### Text passage

Part 3 in a series where Tabitha Blankenbiller writes about and creates a legit literary recipe based on moments of universal agony or joy in a writer’s life. Humble pie, anyone? [Read Part 1 and Part 2.]


When dinner is okay, we are quiet. We eat it and are content, because it’s food. Grilled chicken, veggie burgers, stir fry over rice. These are the easy, healthy, serviceable standards. Kelly Clarkson on a plate. But every few weeks or so, when time and a decent idea is on my side, there is something truly memorable for dinner. This is when we are rapturous.

A few weeks ago, this was our reaction to Cheddar Biscuit-Topped Chicken. It’s a love child of chicken pot pie and chicken and dumplings, freeing the creamy filling from the confines of oppressive crust and upgrading to pillowy cheddar biscuits. Every bite is savory ecstasy. We ate what was on our plates and went back for more. In the case of my husband, Matt, he returned to the skillet four times.

“You could sell this,” he proclaimed.

I half-laughed, half-shrugged. Yeah. Probably. Should I put out a tip jar?

“No, seriously,” he pressed. “You should be doing this. You need a restaurant. Screw this whole writing thing.”

I think this is a thing that non-writerly loved ones do; when they see you suffering, your frustration, your crippling disappointments, they want to fix it. They don’t understand that process you spent all that MFA time and money honing—the ability to surf the waves of rejection, ride the swells of a hot streak, to keep from drowning in the grind and jealousy. It’s too tough to explain how we learn and unlearn this every single day. So they make suggestions. Well-meaning suggestions. Suggestions that make you want to jump off a bridge.

This suggestion didn’t make me angry, though. Not like the notions that I write something happier, more commercial, less personal, with zombies. This comment knocked me back almost seven years when I brushed against the other dream. I was 24, just married, just laid off. It was 2008, and I’d received my pink slip a few weeks before banks shuttered and the market crashed.

I sat around my apartment with nowhere to be while Matt worked overtime to pad our budget. I refreshed Craigslist job postings with little success. The rare company that was hiring received hundreds of applications, no matter how menial and entry-level the work. If I was lucky I got invited to a giant interview cattle call, where dozens of interviewee clones speed-dated the HR department. Being offered an Administrative Assistant position at Prestige Tile felt like landing a starring role on Broadway.

While my prospects to restart a career I never liked in the first place devolved, my heart wandered to what I’d always wanted to do. My second-story window overlooked an empty commercial space. Glass and concrete canvas meant for shops and cafés to make a little master-planned “village” in this new suburb. A master plan with terrible timing. One day on a whim, I called the number on the For Lease sign. “The developers are anxious to get a restaurant into one of those spaces,” the agent twisted my arm. “They’d definitely be willing to work with you on rent.”

######
### Provided information

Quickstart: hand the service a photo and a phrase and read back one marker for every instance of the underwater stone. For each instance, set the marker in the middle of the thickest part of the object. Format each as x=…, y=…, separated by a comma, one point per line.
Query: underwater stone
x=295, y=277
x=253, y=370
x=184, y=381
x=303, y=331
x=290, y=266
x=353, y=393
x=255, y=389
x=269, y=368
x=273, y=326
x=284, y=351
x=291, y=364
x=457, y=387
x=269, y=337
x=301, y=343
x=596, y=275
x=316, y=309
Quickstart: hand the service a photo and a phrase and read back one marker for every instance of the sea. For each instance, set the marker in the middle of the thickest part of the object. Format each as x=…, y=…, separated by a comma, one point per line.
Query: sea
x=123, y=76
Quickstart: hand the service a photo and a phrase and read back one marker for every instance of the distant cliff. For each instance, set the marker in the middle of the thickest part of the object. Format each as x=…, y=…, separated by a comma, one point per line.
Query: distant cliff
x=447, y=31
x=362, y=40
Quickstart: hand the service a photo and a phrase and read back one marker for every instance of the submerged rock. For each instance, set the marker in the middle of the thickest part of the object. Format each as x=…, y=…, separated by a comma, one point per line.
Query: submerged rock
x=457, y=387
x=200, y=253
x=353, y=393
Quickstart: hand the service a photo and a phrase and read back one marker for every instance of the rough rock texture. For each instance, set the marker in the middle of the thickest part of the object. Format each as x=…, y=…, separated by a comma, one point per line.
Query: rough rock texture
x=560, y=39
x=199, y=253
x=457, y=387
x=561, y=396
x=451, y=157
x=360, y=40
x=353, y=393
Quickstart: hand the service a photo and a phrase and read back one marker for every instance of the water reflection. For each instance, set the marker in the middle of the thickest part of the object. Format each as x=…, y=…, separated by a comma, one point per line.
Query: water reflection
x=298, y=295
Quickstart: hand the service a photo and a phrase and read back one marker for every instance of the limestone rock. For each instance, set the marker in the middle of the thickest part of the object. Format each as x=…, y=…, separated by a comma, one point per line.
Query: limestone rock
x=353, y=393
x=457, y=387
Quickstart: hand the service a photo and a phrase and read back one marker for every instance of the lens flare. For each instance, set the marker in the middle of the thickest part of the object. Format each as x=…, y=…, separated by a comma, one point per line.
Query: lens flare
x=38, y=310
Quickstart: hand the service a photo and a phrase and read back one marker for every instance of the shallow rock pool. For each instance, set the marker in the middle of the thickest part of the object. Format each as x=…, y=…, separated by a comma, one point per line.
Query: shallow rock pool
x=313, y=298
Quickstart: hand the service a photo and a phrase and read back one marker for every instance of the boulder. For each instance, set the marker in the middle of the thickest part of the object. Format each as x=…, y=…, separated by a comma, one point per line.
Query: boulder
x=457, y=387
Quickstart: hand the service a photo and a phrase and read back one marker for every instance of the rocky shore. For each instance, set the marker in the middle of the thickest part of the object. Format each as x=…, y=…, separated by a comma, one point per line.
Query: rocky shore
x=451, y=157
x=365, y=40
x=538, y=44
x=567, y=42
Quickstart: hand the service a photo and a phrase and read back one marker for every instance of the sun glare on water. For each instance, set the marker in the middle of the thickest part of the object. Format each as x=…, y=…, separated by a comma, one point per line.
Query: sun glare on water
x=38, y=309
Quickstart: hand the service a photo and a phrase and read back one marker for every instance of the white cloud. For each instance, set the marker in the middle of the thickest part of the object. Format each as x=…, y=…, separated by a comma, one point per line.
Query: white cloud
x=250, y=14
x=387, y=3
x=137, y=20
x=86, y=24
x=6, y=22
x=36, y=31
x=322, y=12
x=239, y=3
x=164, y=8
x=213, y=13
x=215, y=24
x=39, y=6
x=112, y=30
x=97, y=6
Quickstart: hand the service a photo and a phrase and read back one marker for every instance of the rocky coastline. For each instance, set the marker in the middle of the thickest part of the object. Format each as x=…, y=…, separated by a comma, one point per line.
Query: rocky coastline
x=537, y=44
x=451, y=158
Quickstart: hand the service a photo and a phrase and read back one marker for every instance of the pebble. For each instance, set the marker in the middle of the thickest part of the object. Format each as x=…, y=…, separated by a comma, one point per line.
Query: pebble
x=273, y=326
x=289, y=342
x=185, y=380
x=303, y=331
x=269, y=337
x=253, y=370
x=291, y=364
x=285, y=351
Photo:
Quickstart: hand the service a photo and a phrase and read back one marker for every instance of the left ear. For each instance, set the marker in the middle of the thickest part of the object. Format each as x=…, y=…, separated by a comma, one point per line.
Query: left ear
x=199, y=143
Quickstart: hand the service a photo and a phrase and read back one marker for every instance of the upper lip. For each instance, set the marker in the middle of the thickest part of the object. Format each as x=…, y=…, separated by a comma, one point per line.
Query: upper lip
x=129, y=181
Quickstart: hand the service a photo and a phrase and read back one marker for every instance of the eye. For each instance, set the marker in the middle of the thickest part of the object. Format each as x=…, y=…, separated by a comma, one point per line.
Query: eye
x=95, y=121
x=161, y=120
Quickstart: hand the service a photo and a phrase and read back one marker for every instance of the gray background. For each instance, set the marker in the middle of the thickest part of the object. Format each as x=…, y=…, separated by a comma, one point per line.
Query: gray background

######

Aim of the exercise: In the essay on cooking and writing, print everything from "When dinner is" down to "we are rapturous.", word for word.

Result of this exercise:
When dinner is okay, we are quiet. We eat it and are content, because it’s food. Grilled chicken, veggie burgers, stir fry over rice. These are the easy, healthy, serviceable standards. Kelly Clarkson on a plate. But every few weeks or so, when time and a decent idea is on my side, there is something truly memorable for dinner. This is when we are rapturous.